BEGIN DATA PROVIDED
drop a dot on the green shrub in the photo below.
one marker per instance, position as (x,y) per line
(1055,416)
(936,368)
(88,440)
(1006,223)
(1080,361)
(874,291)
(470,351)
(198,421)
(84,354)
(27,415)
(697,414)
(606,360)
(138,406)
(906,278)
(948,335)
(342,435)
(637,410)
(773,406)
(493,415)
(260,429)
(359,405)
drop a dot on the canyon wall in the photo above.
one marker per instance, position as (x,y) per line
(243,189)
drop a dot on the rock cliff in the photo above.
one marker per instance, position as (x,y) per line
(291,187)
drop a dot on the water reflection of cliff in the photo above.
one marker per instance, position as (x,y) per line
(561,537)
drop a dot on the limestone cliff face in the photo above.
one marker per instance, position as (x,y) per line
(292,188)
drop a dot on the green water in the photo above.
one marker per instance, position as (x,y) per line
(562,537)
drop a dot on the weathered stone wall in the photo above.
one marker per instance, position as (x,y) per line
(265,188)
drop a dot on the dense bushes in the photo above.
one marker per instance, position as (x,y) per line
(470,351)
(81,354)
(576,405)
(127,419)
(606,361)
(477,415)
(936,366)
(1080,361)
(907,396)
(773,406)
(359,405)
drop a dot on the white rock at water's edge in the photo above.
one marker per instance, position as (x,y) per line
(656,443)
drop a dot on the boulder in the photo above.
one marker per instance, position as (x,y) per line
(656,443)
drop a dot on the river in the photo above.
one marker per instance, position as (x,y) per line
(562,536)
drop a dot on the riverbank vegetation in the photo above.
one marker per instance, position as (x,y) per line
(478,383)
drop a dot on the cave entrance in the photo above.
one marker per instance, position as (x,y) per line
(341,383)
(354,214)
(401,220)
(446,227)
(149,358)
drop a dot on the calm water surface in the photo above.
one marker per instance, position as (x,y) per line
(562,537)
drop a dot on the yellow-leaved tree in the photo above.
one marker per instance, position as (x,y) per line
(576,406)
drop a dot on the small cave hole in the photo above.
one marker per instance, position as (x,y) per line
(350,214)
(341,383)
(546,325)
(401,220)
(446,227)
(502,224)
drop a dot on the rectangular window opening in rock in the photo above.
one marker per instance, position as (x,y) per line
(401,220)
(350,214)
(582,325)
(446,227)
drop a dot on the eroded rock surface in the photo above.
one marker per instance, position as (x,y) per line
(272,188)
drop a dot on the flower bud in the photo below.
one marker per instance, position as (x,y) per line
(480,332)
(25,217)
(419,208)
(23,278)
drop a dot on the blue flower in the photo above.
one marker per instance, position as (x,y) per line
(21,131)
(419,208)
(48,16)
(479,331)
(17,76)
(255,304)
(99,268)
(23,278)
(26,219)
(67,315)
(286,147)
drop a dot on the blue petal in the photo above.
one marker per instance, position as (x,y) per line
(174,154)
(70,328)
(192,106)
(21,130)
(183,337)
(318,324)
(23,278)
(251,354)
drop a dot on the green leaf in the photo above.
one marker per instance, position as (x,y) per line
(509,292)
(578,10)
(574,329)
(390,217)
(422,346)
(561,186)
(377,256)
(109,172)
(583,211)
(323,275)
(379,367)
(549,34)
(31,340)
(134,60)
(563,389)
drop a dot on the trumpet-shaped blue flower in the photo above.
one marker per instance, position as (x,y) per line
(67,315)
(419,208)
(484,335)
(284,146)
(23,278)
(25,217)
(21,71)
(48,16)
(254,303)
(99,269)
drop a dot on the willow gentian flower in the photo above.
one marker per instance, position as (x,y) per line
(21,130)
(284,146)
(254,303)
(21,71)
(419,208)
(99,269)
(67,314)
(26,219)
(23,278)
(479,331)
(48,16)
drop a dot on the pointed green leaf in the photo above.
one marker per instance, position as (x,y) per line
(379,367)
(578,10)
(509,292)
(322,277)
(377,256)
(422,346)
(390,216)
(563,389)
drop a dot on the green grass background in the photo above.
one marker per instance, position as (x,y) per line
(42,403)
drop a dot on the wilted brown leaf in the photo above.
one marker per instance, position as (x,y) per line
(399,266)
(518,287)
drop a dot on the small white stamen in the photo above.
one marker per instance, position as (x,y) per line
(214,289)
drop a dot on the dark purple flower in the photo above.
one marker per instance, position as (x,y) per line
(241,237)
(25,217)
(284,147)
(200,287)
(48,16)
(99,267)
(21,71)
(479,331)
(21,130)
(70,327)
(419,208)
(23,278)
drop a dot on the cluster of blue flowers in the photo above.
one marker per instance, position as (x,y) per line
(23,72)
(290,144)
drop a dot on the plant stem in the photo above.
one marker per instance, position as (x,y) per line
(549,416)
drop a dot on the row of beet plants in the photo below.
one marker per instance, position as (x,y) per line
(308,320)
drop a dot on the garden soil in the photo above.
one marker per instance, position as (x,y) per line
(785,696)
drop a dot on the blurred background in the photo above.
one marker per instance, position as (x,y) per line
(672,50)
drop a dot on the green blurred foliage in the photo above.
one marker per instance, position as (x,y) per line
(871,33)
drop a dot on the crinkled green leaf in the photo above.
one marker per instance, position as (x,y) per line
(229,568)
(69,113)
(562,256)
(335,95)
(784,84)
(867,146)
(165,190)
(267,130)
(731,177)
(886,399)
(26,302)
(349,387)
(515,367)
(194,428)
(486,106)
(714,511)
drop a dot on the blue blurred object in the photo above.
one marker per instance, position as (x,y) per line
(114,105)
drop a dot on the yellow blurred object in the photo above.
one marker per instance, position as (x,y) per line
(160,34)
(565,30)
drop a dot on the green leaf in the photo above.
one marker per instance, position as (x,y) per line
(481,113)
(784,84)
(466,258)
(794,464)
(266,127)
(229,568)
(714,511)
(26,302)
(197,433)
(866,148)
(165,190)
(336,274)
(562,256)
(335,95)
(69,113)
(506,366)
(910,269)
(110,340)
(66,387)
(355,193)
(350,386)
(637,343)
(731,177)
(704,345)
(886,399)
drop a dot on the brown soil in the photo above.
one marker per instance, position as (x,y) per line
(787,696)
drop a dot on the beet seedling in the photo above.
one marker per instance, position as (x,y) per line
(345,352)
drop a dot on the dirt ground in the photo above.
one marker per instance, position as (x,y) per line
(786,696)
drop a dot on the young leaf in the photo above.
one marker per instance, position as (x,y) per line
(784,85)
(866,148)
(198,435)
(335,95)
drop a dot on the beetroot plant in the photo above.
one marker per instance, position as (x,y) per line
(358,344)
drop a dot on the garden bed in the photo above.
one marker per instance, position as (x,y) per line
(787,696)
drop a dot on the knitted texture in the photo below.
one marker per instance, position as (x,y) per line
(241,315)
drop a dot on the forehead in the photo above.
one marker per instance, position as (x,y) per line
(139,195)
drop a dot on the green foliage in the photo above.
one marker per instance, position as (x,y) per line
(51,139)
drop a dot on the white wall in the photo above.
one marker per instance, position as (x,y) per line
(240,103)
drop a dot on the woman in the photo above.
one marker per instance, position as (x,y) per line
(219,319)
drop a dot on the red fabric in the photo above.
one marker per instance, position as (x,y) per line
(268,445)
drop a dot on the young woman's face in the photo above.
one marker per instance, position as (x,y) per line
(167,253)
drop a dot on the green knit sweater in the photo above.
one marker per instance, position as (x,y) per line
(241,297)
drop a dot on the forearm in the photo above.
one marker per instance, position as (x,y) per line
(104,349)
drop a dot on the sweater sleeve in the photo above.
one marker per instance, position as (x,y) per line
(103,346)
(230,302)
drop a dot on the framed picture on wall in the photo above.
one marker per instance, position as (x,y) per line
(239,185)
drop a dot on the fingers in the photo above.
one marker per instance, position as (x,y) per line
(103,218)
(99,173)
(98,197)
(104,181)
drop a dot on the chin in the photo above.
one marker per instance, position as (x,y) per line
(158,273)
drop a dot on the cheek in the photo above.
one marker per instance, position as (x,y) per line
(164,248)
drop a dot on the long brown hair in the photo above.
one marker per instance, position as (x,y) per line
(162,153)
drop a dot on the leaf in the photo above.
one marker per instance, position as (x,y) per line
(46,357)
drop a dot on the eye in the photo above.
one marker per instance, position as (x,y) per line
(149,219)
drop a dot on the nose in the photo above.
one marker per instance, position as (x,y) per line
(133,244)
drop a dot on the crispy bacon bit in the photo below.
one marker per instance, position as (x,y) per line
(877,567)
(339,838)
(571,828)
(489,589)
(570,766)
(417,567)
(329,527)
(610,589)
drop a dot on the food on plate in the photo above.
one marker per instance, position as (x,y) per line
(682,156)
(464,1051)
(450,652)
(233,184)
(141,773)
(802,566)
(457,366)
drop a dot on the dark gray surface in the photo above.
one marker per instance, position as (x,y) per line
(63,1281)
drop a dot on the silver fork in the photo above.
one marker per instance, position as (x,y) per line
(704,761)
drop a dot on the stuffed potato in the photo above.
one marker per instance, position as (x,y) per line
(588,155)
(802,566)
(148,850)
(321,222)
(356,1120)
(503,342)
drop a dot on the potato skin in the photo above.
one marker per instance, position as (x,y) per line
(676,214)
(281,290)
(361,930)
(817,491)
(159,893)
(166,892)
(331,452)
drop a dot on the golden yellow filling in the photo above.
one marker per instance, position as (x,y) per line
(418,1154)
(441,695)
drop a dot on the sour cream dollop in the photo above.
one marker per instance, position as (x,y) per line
END DATA PROVIDED
Would you copy exactly the lines from the one that contains "drop a dot on the stuffed" through the final line of the records above, including both?

— ANSWER AREA —
drop a dot on the stuffed potato in the photo above.
one marker per instance, position as (x,y) per line
(588,155)
(802,566)
(148,850)
(321,222)
(356,1120)
(503,342)
drop a dot on the potato skin in the photo above.
one marker per instance, position as (x,y) per line
(676,214)
(281,290)
(361,930)
(817,491)
(159,893)
(166,892)
(331,452)
drop a dot on the golden yellow filling in the photo above.
one marker per instance, position as (x,y) per line
(418,1154)
(441,695)
drop a dot on the sour cream dollop in the photo above.
one marker per instance, position as (x,y) per line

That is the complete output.